**Your objective:** In the records below, one line contains "Locate the stone building". Print that line and every line after it exactly, down to the final one.
Extracted records: Begin
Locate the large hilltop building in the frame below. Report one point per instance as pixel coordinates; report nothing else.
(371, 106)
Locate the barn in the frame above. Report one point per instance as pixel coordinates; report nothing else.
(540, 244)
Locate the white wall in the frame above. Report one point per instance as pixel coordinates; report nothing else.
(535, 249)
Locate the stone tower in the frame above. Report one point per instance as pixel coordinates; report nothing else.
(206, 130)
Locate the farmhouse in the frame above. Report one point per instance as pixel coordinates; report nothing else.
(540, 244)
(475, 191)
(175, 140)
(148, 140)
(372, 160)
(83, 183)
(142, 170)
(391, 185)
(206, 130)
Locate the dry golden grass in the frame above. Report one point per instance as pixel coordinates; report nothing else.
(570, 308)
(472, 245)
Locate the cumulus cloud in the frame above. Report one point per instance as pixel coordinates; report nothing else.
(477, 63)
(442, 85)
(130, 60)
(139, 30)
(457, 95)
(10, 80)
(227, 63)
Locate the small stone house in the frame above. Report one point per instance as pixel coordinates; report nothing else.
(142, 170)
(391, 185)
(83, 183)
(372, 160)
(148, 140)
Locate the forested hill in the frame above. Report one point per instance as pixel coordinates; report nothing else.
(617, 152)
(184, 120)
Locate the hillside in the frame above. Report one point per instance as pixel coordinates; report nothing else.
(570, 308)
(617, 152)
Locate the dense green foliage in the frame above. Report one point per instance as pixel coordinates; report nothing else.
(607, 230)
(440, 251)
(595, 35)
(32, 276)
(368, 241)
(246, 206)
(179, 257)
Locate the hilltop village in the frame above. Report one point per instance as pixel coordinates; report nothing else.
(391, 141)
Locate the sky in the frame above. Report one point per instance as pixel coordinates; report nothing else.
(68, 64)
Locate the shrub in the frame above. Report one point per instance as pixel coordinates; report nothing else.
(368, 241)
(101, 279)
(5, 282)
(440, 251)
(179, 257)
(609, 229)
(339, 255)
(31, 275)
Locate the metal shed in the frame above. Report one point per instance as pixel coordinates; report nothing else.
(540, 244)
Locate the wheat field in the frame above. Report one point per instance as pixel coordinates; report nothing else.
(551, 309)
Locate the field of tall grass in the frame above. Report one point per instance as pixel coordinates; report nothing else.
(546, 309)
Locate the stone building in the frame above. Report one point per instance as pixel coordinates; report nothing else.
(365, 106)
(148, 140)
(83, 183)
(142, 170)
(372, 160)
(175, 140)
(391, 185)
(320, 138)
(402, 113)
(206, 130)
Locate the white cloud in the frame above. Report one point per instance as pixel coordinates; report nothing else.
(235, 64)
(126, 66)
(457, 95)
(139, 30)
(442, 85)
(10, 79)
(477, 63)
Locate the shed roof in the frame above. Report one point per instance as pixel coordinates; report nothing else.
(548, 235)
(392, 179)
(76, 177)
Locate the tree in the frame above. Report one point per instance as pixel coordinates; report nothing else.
Extracted records: End
**Solution:**
Locate the stone building in the frame above. Report one point per instance as pixel coordinates; report nothing else.
(365, 106)
(148, 140)
(83, 183)
(142, 170)
(372, 160)
(175, 140)
(391, 185)
(320, 138)
(402, 113)
(206, 130)
Locate the white cloud in the frame above. Report one point per instance as pixel coordinates; report nothing else.
(235, 64)
(126, 66)
(457, 95)
(139, 30)
(442, 85)
(10, 79)
(477, 63)
Locate the shed roof in the frame above. Report one point per instance as pixel coordinates; report nothing else.
(548, 235)
(392, 179)
(76, 177)
Locate the tree in the frame above. Report one point per instance as pixel coordinates; report nothing else.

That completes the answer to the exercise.